SELECTED EXCERPT –
3.3. Posterior Parameter Distribution

The parameter posterior distribution is shown in Figure 6. We noticed a constrained behavior for all calibrated parameters, highlighting the model sensitivity to these parameters. As with the pattern presented in the model efficiency criteria, the parameter posterior distribution separates into two groups with different parameters modal values, and these groups are driven by the soil information S1 and S2. All setups using S1 have similar parameter posterior distribution and are different from the parameter distributions for the S2 setups. Kumar and Merwade [40] and Bossa et al. [83] agree that despite presenting similar model performance, some parameters compensate for the differences in soil maps.
If the daily mean air temperature is less than the snowfall temperature model parameter (SFTMP), then the precipitation is classified as snow in the SWAT model. The corresponding amount of water is then rooted in a snow pack. The snow pack does not melt until its temperature exceeds the snow melt base temperature model parameter (SMTMP). Thereafter, the snowmelt is added to rainfall runoff and the percolation calculation [71]. SFTMP and SMTMP can vary between −5 and 5 °C. The posterior distributions show that
The SFTMP modal value varies between 0.1 and 4.5 (Figure 6a), and the modal SMTMP value varies between 0.6 for setups using S2 and 3.3 for setups using S1 (Figure 6b).
The Manning’s value for the main channel (CH_N2) is an empirical coefficient related to roughness, and it can vary between 0.01 and 0.25 mm h−1. The posterior distributions show a modal CH_N2 value varying between 0.11 and 0.12 for setups using S1 and between 0.08 and 0.10 for setups using S2 (Figure 6c). These values may represent “very weedy reaches, deep pools, or floodways with a heavy stand of timber and underbrush” [71].

DATA LINES –
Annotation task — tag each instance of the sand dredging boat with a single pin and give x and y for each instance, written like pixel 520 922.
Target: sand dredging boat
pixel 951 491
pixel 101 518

DIRECTIVES –
a. In the section on posterior parameter distribution, what range can SFTMP and SMTMP vary between?
b. Condense the paragraph of the section on posterior parameter distribution that begins "The parameter posterior distribution is shown" into a bulleted list that keeps its main facts.
c. Edit the section on posterior parameter distribution between "3.3. Posterior Parameter" and "in soil maps.", inclusive, replacing "constrained" with "narrow".

SOLUTIONS TO THE PROBLEMS –
a. Both can vary between −5 and 5 °C.

b.
- Figure 6 shows the parameter posterior distribution.
- All calibrated parameters behave in a constrained way, which highlights the model's sensitivity to them.
- As with the model efficiency criteria, the distribution splits into two groups with different modal parameter values, driven by soil information S1 and S2.
- Setups using S1 share similar distributions that differ from those of the S2 setups.
- Kumar and Merwade [40] and Bossa et al. [83] agree that, despite similar model performance, some parameters compensate for differences in soil maps.

c.
3.3. Posterior Parameter Distribution

The parameter posterior distribution is shown in Figure 6. We noticed a narrow behavior for all calibrated parameters, highlighting the model sensitivity to these parameters. As with the pattern presented in the model efficiency criteria, the parameter posterior distribution separates into two groups with different parameters modal values, and these groups are driven by the soil information S1 and S2. All setups using S1 have similar parameter posterior distribution and are different from the parameter distributions for the S2 setups. Kumar and Merwade [40] and Bossa et al. [83] agree that despite presenting similar model performance, some parameters compensate for the differences in soil maps.